Dataset excerpts:
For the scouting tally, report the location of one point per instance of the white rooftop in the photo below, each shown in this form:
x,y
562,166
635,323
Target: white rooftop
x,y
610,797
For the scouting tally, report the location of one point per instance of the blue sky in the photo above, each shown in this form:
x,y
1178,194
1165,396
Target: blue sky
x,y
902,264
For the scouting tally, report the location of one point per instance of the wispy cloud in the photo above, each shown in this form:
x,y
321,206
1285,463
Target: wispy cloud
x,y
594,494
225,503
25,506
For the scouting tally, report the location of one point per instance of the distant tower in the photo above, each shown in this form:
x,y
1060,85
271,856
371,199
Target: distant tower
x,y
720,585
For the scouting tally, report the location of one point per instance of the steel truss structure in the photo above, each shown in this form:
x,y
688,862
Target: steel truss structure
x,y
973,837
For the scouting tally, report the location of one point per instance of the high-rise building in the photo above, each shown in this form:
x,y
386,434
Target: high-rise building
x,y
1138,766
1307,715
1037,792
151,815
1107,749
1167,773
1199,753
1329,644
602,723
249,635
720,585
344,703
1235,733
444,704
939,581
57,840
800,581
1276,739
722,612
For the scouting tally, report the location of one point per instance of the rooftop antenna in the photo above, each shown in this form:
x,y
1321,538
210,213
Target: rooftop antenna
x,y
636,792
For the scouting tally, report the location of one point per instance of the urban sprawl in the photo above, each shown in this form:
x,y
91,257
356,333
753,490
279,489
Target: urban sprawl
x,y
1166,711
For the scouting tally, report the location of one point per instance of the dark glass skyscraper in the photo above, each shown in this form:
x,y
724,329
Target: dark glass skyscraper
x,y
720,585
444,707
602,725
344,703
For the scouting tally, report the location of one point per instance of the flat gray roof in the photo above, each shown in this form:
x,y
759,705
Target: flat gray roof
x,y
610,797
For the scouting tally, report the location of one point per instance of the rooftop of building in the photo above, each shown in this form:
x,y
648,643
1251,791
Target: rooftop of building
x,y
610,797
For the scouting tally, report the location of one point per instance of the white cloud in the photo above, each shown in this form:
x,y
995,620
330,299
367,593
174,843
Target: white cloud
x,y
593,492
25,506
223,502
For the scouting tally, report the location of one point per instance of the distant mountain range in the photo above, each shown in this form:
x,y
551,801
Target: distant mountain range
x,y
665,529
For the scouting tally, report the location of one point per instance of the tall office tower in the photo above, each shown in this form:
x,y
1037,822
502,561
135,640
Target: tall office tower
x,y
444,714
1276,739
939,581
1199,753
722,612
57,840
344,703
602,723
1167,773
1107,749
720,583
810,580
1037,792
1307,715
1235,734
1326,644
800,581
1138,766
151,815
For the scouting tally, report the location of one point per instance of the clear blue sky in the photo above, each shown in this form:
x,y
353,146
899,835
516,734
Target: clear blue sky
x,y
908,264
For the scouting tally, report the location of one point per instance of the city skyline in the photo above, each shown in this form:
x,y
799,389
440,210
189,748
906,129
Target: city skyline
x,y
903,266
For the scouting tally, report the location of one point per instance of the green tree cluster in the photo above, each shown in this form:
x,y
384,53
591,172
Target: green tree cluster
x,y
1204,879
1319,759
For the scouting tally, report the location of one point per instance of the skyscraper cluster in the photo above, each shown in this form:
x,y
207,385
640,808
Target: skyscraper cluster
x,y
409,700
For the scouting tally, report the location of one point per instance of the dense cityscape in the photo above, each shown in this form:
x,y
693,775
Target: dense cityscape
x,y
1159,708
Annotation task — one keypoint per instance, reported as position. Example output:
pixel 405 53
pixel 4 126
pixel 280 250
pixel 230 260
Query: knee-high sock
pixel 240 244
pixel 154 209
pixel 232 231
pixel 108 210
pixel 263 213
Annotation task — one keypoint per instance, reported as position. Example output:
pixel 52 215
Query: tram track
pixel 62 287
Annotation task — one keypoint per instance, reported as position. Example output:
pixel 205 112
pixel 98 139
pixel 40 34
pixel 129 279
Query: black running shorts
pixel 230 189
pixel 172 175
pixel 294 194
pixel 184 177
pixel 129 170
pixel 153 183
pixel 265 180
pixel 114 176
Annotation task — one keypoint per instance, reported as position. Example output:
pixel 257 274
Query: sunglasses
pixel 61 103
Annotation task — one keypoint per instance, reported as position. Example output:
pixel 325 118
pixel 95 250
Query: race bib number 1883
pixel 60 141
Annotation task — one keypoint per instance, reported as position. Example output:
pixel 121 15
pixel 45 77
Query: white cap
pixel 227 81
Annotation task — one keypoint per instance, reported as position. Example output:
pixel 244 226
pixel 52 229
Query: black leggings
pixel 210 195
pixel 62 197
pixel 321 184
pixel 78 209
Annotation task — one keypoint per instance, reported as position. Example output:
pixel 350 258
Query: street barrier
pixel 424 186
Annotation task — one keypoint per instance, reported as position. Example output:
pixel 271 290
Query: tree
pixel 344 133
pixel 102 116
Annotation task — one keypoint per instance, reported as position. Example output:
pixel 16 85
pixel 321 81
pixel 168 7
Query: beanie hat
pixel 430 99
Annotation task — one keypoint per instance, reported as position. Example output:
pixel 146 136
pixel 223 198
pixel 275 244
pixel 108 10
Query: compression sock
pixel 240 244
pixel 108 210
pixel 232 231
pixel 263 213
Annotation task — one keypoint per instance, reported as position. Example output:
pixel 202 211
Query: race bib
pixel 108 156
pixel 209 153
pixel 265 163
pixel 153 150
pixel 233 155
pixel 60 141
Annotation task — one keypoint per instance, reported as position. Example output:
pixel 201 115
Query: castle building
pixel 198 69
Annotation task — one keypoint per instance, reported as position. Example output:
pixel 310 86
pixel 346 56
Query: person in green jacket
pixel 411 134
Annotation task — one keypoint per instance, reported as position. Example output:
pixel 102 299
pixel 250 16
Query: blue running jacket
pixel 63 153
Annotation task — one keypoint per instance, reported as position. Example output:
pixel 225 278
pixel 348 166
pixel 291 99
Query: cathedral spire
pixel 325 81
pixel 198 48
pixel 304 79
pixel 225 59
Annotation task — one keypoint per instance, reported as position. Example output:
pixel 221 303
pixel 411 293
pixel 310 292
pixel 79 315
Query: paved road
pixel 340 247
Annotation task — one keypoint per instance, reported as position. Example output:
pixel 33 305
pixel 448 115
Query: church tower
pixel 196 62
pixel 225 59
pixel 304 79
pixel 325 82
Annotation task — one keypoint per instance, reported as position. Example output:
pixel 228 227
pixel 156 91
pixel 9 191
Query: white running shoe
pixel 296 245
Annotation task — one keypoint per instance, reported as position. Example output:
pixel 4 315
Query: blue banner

• TASK REQUIREMENTS:
Nothing added, nothing dropped: copy the data above.

• EXERCISE ANSWER:
For the scouting tally, report the location of one point per instance of the white rooftop in the photo below, each shown in this form:
x,y
562,166
635,323
Target: white rooftop
x,y
610,797
For the scouting tally, report the location of one point per instance of the blue sky in the photo above, each shown in this form:
x,y
1178,194
1165,396
Target: blue sky
x,y
902,264
For the scouting tally, report the location of one point per instance of the wispy cloud in the photo above, each shown in this form:
x,y
321,206
1285,463
Target: wispy cloud
x,y
594,494
225,503
25,506
For the scouting tally, report the location of one point per instance of the distant tower in the photo above, each shown in this form:
x,y
1060,85
271,856
371,199
Target: distant tower
x,y
720,585
For the scouting tally, report the location of one point per instance of the steel truss structure in the photo above, each shown in this form:
x,y
688,862
Target: steel truss structure
x,y
973,837
For the scouting tally, report the location of one point per instance of the high-rise building in the photo above, each shown in this form:
x,y
386,434
Target: high-rise building
x,y
1138,766
1307,715
1037,792
151,815
1107,749
1167,773
1199,753
1329,644
602,723
249,635
720,585
344,703
1235,733
444,704
939,581
57,840
800,581
1276,739
722,612
For the scouting tally, report the location of one point per instance of the rooftop antenna in the photo above, each shown in this form:
x,y
1321,538
210,213
Target: rooftop antenna
x,y
636,792
For the scouting tally, report the location of one point per instance of the urban sprawl in the photo above, each shown in this form:
x,y
91,257
356,333
753,490
279,489
Target: urban sprawl
x,y
1166,711
For the scouting tally, report the location of one point per instance of the dark glass skyscraper in the photo above, each shown in this form:
x,y
724,329
Target: dark glass skyscraper
x,y
720,585
444,707
602,725
344,703
For the scouting tally, report the location of one point per instance of the flat gray roof in the photo above, each shown in this form:
x,y
759,705
Target: flat gray roof
x,y
610,797
For the scouting tally, report the location of one point per instance of the rooftop of building in the photo above, each shown in this form:
x,y
648,643
1251,791
Target: rooftop of building
x,y
610,797
For the scouting tally, report the location of one point per instance of the white cloud in the photo above, each shown in this form:
x,y
995,620
330,299
367,593
174,843
Target: white cloud
x,y
593,492
25,506
223,502
For the scouting tally, report the location of one point per instance of the distant mountain range in the photo above, each shown in this form:
x,y
551,801
Target: distant mountain range
x,y
665,529
For the scouting tally, report the location of one point per instance of the tall office tower in the photo above, each shown in this form:
x,y
1037,822
502,561
135,640
Target: tall office tower
x,y
444,714
1276,739
939,581
1199,753
722,612
57,840
344,703
602,723
1167,773
1107,749
720,583
810,580
1037,792
1307,715
1235,734
1326,644
800,581
1138,766
151,815
For the scouting tally, report the location of one point per instance of the clear blue sky in the photo above, each shown in this form:
x,y
353,146
899,835
516,734
Target: clear blue sky
x,y
908,264
For the scouting tally, report the location of one point per instance of the city skyline in the photo above, each shown in this form:
x,y
799,389
440,210
189,748
906,129
Target: city skyline
x,y
903,266
For the scouting tally, report the location of one point per instance of the green tree cluster in the photo above, each shown in this form:
x,y
384,53
591,172
Target: green tree cluster
x,y
1204,879
1319,759
For the scouting tally, report the location of one point per instance of the skyscraper cluster in the photo above, each shown in this form:
x,y
207,385
640,808
Target: skyscraper cluster
x,y
409,700
For the scouting tally, report the location of one point per instance of the dense cityscape in the photo above, each shown in this form:
x,y
693,775
Target: dense cityscape
x,y
1159,708
Annotation task — one keypoint per instance, reported as position. Example output:
pixel 405 53
pixel 4 126
pixel 280 250
pixel 230 260
Query: knee-high sock
pixel 240 244
pixel 154 209
pixel 232 231
pixel 108 210
pixel 263 213
Annotation task — one keypoint per instance, reported as position. Example output:
pixel 52 215
Query: tram track
pixel 62 287
Annotation task — one keypoint per instance, reported as position. Example output:
pixel 205 112
pixel 98 139
pixel 40 34
pixel 129 279
Query: black running shorts
pixel 230 189
pixel 172 175
pixel 294 194
pixel 184 177
pixel 129 170
pixel 153 183
pixel 265 180
pixel 114 176
Annotation task — one keypoint per instance, reported as position. Example output:
pixel 257 274
Query: sunglasses
pixel 61 103
Annotation task — one keypoint per instance, reported as position. Example output:
pixel 325 118
pixel 95 250
Query: race bib number 1883
pixel 60 141
Annotation task — one keypoint per instance, reported as position. Example output:
pixel 121 15
pixel 45 77
Query: white cap
pixel 227 81
Annotation task — one keypoint per instance, reported as position. Example output:
pixel 244 226
pixel 52 229
Query: black leggings
pixel 210 195
pixel 62 197
pixel 321 184
pixel 78 209
Annotation task — one keypoint per instance, reported as position. Example output:
pixel 350 258
Query: street barrier
pixel 424 186
Annotation task — one keypoint per instance, reported as position. Example output:
pixel 271 290
Query: tree
pixel 344 133
pixel 102 116
Annotation task — one keypoint per instance, reported as position. Example output:
pixel 16 85
pixel 321 81
pixel 168 7
Query: beanie hat
pixel 430 99
Annotation task — one keypoint per instance, reported as position. Example output:
pixel 146 136
pixel 223 198
pixel 275 244
pixel 108 10
Query: compression sock
pixel 240 244
pixel 108 210
pixel 232 231
pixel 263 213
Annotation task — one keypoint per instance, reported as position. Example output:
pixel 202 211
Query: race bib
pixel 108 156
pixel 209 153
pixel 265 163
pixel 153 150
pixel 233 155
pixel 60 141
Annotation task — one keypoint per instance, reported as position. Example output:
pixel 201 115
Query: castle building
pixel 198 69
Annotation task — one keypoint per instance, reported as position. Example output:
pixel 310 86
pixel 346 56
Query: person in green jacket
pixel 411 134
Annotation task — one keypoint per instance, reported as position. Example output:
pixel 102 299
pixel 250 16
Query: blue running jacket
pixel 63 153
Annotation task — one keypoint per instance, reported as position. Example output:
pixel 225 278
pixel 348 166
pixel 291 99
Query: cathedral spire
pixel 325 81
pixel 198 48
pixel 304 79
pixel 225 59
Annotation task — one keypoint per instance, reported as position. Example output:
pixel 221 303
pixel 411 293
pixel 310 292
pixel 79 315
Query: paved road
pixel 340 247
Annotation task — one keypoint per instance, reported as position. Example output:
pixel 33 305
pixel 448 115
Query: church tower
pixel 196 62
pixel 225 59
pixel 304 79
pixel 325 82
Annotation task — one keypoint per instance, reported as position. Example output:
pixel 228 227
pixel 156 91
pixel 9 191
Query: white running shoe
pixel 296 245
Annotation task — one keypoint per instance, reported as position. Example output:
pixel 4 315
Query: blue banner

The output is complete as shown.